» Problem to solve
Report each line of the records below that contains the string "cabinet", copying every such line in full. Case counts.

══════

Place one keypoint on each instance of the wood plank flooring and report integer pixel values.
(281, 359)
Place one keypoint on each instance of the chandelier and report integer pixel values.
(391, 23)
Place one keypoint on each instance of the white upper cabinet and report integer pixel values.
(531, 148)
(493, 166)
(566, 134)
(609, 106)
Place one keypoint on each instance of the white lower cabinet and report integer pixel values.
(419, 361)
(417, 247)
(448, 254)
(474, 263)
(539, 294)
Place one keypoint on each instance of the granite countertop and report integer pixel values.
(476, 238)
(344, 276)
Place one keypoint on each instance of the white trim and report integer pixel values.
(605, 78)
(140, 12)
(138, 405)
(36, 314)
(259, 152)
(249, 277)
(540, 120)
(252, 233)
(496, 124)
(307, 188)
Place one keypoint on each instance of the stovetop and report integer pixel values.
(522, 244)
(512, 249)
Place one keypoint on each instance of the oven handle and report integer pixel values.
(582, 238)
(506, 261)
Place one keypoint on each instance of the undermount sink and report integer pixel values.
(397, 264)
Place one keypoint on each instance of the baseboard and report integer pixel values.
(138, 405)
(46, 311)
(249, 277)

══════

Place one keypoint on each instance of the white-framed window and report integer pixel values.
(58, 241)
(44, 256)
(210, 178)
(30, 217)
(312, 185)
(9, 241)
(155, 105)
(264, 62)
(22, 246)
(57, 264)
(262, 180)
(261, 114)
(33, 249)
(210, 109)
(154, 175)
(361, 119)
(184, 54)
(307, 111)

══════

» Answer to the task
Place one keypoint on each instance of the white upper cabinet and report integer pixel values.
Place one keypoint on each instance of the white lower cabinet and report integer pixel values.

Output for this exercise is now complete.